* Your task:
Please copy out only the part that opens with the first line and closes with the line containing "[610,840,666,899]", both ends included, with requests kept as they are and every coordinate in the answers adjusted by -72.

* Material shown:
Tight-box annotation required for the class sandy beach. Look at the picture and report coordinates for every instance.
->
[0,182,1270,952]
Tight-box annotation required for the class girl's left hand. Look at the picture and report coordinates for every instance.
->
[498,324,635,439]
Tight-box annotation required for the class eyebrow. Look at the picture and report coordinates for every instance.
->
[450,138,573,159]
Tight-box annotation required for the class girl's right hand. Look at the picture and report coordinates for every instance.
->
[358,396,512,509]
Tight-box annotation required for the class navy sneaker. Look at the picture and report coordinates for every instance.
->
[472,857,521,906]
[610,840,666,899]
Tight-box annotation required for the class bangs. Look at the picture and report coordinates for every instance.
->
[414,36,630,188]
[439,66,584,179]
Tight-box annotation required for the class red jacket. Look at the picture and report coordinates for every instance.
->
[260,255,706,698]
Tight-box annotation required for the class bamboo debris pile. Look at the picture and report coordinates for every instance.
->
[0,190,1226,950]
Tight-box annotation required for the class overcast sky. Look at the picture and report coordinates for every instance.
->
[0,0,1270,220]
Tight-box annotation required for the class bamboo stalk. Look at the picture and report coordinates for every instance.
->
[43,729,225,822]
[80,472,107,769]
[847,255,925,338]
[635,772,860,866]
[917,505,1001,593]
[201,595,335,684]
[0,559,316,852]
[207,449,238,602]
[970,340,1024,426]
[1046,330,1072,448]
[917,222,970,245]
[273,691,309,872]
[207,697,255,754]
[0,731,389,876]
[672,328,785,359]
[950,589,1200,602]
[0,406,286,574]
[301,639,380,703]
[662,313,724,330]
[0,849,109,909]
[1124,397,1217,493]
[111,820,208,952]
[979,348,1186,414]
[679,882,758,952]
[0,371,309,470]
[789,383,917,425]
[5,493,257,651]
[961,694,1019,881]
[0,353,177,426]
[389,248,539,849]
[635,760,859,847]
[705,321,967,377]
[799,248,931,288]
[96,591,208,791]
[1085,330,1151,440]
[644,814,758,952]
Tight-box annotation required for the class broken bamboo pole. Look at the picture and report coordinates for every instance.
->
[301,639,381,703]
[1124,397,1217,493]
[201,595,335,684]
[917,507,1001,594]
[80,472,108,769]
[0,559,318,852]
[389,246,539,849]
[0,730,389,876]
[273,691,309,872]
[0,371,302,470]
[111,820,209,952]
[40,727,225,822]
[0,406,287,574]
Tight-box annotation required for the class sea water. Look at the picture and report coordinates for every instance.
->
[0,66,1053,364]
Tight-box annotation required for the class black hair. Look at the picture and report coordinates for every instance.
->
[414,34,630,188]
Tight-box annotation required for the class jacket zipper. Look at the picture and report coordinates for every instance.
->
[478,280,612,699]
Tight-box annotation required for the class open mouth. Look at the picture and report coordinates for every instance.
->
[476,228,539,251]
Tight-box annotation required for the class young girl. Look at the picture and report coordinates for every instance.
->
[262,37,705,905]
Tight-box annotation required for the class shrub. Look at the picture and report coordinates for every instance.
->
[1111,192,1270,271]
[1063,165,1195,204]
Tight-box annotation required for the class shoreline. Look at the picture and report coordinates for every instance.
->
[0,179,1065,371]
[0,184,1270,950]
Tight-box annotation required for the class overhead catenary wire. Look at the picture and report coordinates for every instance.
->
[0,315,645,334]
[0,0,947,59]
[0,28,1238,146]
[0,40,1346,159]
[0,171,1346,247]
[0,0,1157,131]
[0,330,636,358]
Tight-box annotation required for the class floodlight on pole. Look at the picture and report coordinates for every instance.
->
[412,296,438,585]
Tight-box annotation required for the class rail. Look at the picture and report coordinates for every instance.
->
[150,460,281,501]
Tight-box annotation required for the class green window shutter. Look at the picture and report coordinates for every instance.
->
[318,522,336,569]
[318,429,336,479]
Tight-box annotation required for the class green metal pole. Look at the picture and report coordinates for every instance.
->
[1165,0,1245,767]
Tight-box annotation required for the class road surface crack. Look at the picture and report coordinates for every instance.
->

* Correct result:
Tight-box annotation required for the class sandy beach. Look at the picture and report coordinates for every instance.
->
[-72,110,1198,880]
Tight-box annotation required for the class girl's left hand. Look at the picture and report coordinates for every instance.
->
[426,252,563,367]
Tight-box annotation required for the class eyebrow. Look at the picture and report coordinates for every instance.
->
[378,66,501,87]
Tight-box annotation required for the class girl's right hand. Look at the picture and report coordinates for every instance.
->
[286,324,440,437]
Tight-box annotation required for the class navy sneaker. Look at the picture and report coordinates for every instance.
->
[400,785,449,834]
[538,768,594,827]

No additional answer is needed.